▶ _Exercise inputs_
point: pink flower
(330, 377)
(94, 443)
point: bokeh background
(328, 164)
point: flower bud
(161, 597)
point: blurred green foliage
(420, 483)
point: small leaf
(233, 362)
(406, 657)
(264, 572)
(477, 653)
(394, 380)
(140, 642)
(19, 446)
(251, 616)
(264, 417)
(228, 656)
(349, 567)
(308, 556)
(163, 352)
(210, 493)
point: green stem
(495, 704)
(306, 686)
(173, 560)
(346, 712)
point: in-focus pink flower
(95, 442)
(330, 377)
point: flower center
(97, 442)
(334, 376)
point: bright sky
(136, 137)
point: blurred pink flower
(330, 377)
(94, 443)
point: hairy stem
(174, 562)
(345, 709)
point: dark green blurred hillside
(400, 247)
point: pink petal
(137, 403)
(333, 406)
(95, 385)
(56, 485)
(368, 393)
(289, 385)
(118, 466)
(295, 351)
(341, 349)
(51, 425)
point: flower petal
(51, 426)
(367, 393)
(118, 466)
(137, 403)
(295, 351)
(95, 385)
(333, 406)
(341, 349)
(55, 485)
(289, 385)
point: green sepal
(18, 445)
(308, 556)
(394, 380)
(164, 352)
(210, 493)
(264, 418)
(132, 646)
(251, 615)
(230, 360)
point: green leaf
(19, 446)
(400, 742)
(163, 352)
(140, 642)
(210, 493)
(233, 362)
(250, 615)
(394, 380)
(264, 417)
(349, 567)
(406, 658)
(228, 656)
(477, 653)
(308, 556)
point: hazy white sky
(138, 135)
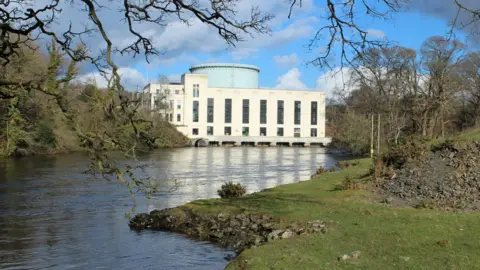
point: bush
(399, 155)
(347, 183)
(230, 190)
(321, 170)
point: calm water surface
(53, 216)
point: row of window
(167, 92)
(263, 111)
(263, 131)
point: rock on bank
(238, 231)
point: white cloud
(131, 78)
(301, 28)
(376, 33)
(338, 79)
(291, 80)
(174, 77)
(243, 53)
(286, 60)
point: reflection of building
(223, 103)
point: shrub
(230, 190)
(321, 170)
(343, 164)
(45, 136)
(347, 183)
(399, 155)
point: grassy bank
(387, 237)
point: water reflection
(54, 216)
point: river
(54, 216)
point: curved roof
(231, 65)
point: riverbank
(362, 232)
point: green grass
(388, 238)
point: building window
(210, 110)
(297, 112)
(263, 131)
(228, 110)
(196, 90)
(296, 132)
(245, 111)
(263, 111)
(209, 130)
(195, 111)
(314, 113)
(280, 112)
(279, 132)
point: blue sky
(282, 56)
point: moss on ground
(388, 238)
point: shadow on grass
(268, 203)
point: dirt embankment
(447, 177)
(238, 231)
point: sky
(282, 55)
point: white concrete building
(221, 103)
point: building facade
(222, 103)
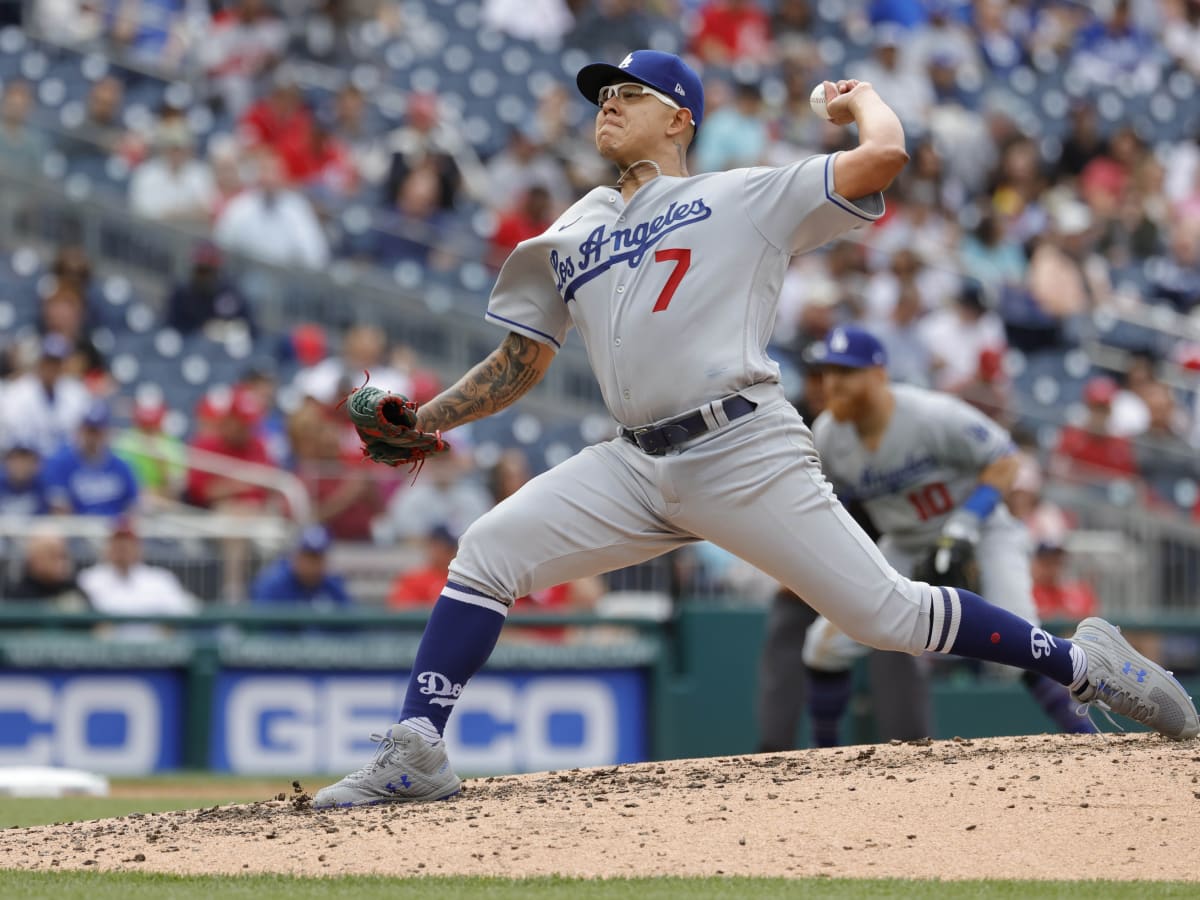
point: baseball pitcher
(672, 282)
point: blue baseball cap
(315, 539)
(97, 414)
(850, 347)
(663, 71)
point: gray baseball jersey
(925, 466)
(675, 293)
(675, 297)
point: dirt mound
(1045, 807)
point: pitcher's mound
(1043, 807)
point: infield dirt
(1042, 807)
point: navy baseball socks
(411, 763)
(460, 636)
(1097, 665)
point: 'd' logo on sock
(1041, 643)
(443, 691)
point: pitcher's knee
(489, 563)
(900, 623)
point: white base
(49, 781)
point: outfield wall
(226, 696)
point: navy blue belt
(657, 439)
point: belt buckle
(643, 445)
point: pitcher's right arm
(507, 375)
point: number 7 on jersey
(682, 258)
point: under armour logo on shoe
(1128, 670)
(405, 780)
(1041, 643)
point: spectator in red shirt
(321, 163)
(1091, 453)
(421, 586)
(528, 219)
(233, 435)
(341, 483)
(281, 121)
(1057, 598)
(730, 31)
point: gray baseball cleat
(406, 768)
(1123, 681)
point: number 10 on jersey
(931, 501)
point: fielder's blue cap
(852, 348)
(663, 71)
(315, 539)
(97, 414)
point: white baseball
(816, 100)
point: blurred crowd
(1055, 180)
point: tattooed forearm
(508, 373)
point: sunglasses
(633, 90)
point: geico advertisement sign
(117, 724)
(501, 723)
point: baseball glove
(387, 423)
(952, 563)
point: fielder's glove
(387, 423)
(952, 561)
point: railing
(41, 213)
(189, 543)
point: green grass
(101, 886)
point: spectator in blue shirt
(303, 576)
(87, 478)
(22, 485)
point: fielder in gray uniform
(672, 282)
(928, 469)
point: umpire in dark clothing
(899, 684)
(207, 297)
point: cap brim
(844, 361)
(597, 75)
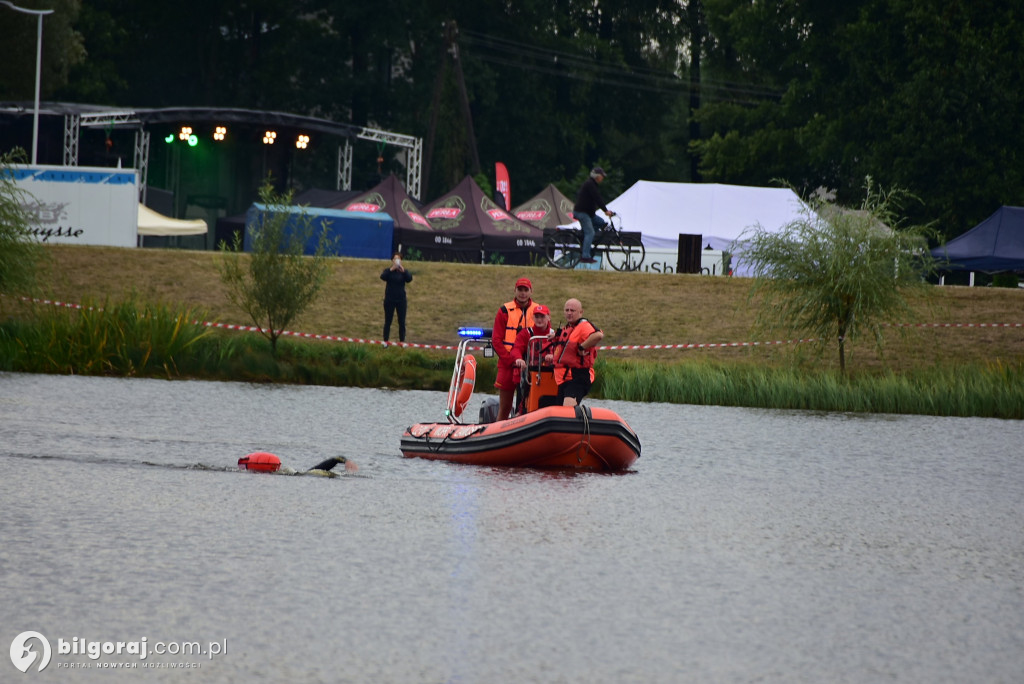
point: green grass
(994, 390)
(126, 339)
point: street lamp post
(39, 63)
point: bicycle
(624, 251)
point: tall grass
(157, 341)
(122, 339)
(994, 390)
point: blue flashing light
(474, 333)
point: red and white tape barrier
(415, 345)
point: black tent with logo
(473, 227)
(994, 245)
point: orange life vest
(571, 354)
(517, 319)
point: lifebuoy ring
(464, 385)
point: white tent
(660, 211)
(153, 223)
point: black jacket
(394, 291)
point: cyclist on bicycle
(588, 202)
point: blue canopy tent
(352, 233)
(994, 245)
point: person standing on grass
(511, 317)
(395, 278)
(574, 354)
(588, 202)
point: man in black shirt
(588, 202)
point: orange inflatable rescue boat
(539, 435)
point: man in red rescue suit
(574, 354)
(542, 352)
(511, 317)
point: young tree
(20, 253)
(839, 272)
(276, 283)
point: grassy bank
(942, 371)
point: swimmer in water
(322, 469)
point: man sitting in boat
(540, 353)
(576, 349)
(268, 463)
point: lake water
(744, 545)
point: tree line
(921, 94)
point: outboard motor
(488, 410)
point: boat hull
(572, 437)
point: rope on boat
(586, 444)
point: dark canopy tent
(411, 228)
(994, 245)
(547, 209)
(314, 197)
(473, 227)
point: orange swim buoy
(260, 462)
(464, 386)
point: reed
(992, 390)
(121, 339)
(126, 339)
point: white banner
(665, 260)
(79, 205)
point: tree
(838, 272)
(911, 92)
(19, 252)
(280, 282)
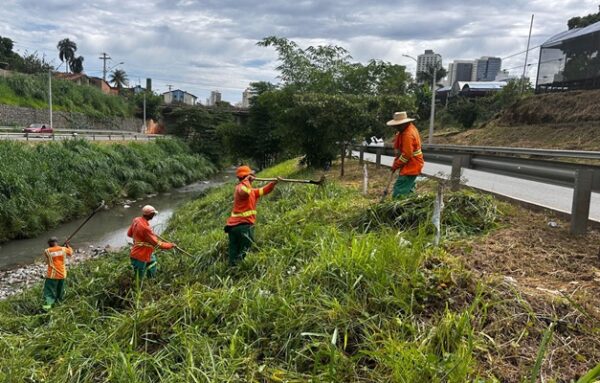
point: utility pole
(526, 56)
(105, 57)
(50, 94)
(145, 126)
(432, 115)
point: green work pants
(54, 291)
(143, 270)
(241, 238)
(404, 185)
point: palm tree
(118, 78)
(66, 51)
(76, 64)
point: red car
(38, 128)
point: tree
(118, 78)
(66, 51)
(327, 101)
(76, 64)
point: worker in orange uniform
(145, 241)
(54, 285)
(409, 157)
(240, 224)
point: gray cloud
(211, 44)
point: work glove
(397, 164)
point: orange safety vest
(408, 143)
(144, 240)
(244, 202)
(55, 258)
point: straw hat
(399, 119)
(243, 171)
(148, 209)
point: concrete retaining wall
(16, 115)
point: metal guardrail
(502, 150)
(584, 179)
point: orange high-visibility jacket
(55, 257)
(244, 202)
(408, 143)
(144, 240)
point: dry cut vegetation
(335, 291)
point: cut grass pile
(319, 299)
(43, 185)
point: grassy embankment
(43, 185)
(566, 120)
(32, 91)
(338, 289)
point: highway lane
(557, 198)
(86, 136)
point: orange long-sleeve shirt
(144, 240)
(55, 257)
(244, 202)
(408, 144)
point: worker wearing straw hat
(240, 224)
(409, 157)
(145, 241)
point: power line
(520, 53)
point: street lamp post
(432, 114)
(50, 92)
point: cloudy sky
(203, 45)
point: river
(107, 229)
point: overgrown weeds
(43, 185)
(317, 300)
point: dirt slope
(569, 120)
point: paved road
(558, 198)
(86, 136)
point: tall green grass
(319, 299)
(43, 185)
(32, 91)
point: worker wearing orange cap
(240, 224)
(145, 241)
(54, 285)
(409, 156)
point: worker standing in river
(409, 156)
(54, 285)
(145, 241)
(240, 224)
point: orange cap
(243, 171)
(147, 210)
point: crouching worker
(145, 241)
(240, 225)
(54, 285)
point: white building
(460, 70)
(246, 96)
(486, 68)
(215, 97)
(428, 59)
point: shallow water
(107, 227)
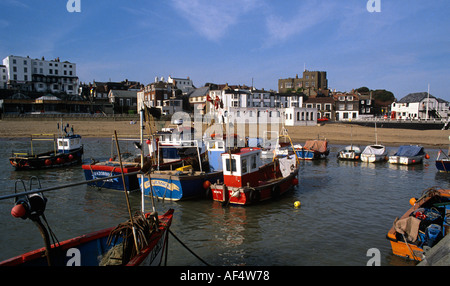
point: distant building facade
(311, 81)
(54, 76)
(415, 106)
(184, 84)
(347, 106)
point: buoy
(18, 211)
(206, 184)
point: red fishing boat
(422, 226)
(247, 180)
(141, 240)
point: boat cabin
(68, 143)
(215, 148)
(243, 168)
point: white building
(415, 106)
(3, 77)
(246, 105)
(41, 75)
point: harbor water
(346, 210)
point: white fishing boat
(374, 153)
(408, 154)
(350, 152)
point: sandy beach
(335, 133)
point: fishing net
(122, 238)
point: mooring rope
(199, 258)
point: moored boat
(67, 151)
(350, 152)
(422, 226)
(187, 182)
(141, 240)
(246, 180)
(374, 153)
(408, 154)
(313, 150)
(443, 161)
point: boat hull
(97, 171)
(401, 245)
(175, 186)
(251, 195)
(371, 158)
(87, 250)
(47, 160)
(349, 155)
(443, 165)
(405, 160)
(304, 154)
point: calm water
(346, 209)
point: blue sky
(403, 48)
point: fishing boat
(190, 181)
(131, 163)
(443, 161)
(422, 226)
(140, 241)
(408, 154)
(246, 180)
(67, 151)
(313, 150)
(350, 152)
(374, 153)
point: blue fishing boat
(408, 154)
(178, 185)
(313, 150)
(67, 151)
(139, 241)
(189, 181)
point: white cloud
(213, 18)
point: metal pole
(126, 193)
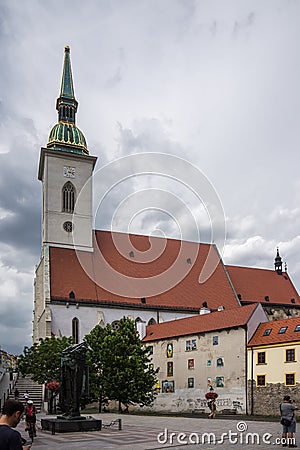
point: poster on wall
(168, 386)
(190, 382)
(220, 361)
(219, 381)
(191, 364)
(169, 350)
(170, 369)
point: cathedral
(84, 279)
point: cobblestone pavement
(153, 432)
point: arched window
(75, 330)
(115, 325)
(68, 197)
(152, 321)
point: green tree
(42, 361)
(120, 365)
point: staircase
(34, 389)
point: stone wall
(266, 400)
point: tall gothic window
(75, 330)
(68, 197)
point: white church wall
(90, 316)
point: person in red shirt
(12, 413)
(30, 416)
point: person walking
(213, 409)
(30, 416)
(12, 413)
(288, 421)
(26, 396)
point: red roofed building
(273, 365)
(87, 277)
(272, 288)
(198, 352)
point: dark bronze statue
(72, 380)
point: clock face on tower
(69, 172)
(68, 227)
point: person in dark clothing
(12, 413)
(288, 421)
(213, 409)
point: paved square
(152, 432)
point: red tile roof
(275, 337)
(218, 320)
(255, 284)
(67, 274)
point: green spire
(66, 104)
(67, 89)
(65, 135)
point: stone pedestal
(66, 425)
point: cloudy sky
(216, 83)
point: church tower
(278, 263)
(65, 168)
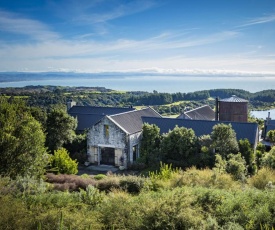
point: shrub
(63, 163)
(100, 176)
(91, 196)
(262, 178)
(65, 182)
(132, 184)
(268, 159)
(236, 166)
(13, 214)
(108, 183)
(205, 178)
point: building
(202, 127)
(232, 109)
(202, 113)
(114, 139)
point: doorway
(107, 156)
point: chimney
(217, 109)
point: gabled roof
(234, 98)
(202, 127)
(87, 116)
(202, 113)
(98, 110)
(131, 121)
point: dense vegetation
(165, 103)
(167, 199)
(232, 188)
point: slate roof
(98, 110)
(131, 121)
(87, 116)
(202, 127)
(234, 98)
(202, 113)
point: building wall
(233, 111)
(122, 143)
(98, 137)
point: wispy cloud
(259, 20)
(95, 12)
(14, 23)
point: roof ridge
(198, 108)
(135, 110)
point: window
(135, 152)
(106, 130)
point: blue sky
(163, 36)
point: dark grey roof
(234, 98)
(131, 121)
(98, 110)
(202, 113)
(202, 127)
(87, 116)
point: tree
(150, 144)
(271, 136)
(60, 129)
(61, 161)
(22, 140)
(236, 166)
(224, 139)
(248, 154)
(180, 145)
(268, 159)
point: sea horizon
(149, 83)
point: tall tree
(22, 140)
(60, 129)
(249, 155)
(271, 136)
(150, 144)
(180, 145)
(224, 139)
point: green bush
(132, 184)
(91, 196)
(63, 182)
(63, 163)
(236, 166)
(264, 177)
(268, 159)
(205, 178)
(108, 183)
(100, 176)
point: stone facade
(110, 144)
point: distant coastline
(137, 81)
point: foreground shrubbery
(167, 199)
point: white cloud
(13, 23)
(259, 20)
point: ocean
(169, 84)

▶ _Exercise brief_
Once you reach the line that holds "point: building wall", print it and every line after it through the end of the records, word for word.

▶ _Task result_
point: building wall
(233, 111)
(122, 143)
(98, 137)
point: wispy cloud
(259, 20)
(95, 12)
(14, 23)
point: roof ridge
(198, 108)
(135, 110)
point: window
(135, 152)
(106, 130)
point: blue sky
(163, 36)
point: dark grey roof
(234, 98)
(131, 121)
(98, 110)
(202, 113)
(202, 127)
(87, 116)
point: tree
(150, 144)
(271, 136)
(60, 129)
(61, 161)
(22, 140)
(236, 166)
(224, 139)
(248, 154)
(180, 145)
(268, 159)
point: sea horizon
(149, 83)
point: tall tree
(22, 140)
(60, 129)
(249, 155)
(271, 136)
(150, 144)
(180, 145)
(224, 139)
point: green bush
(132, 184)
(91, 196)
(63, 182)
(63, 163)
(236, 166)
(264, 177)
(268, 159)
(205, 178)
(108, 183)
(100, 176)
point: stone facade
(110, 144)
point: distant coastline
(137, 81)
point: foreground shrubbery
(167, 199)
point: white cloud
(13, 23)
(259, 20)
point: ocean
(169, 84)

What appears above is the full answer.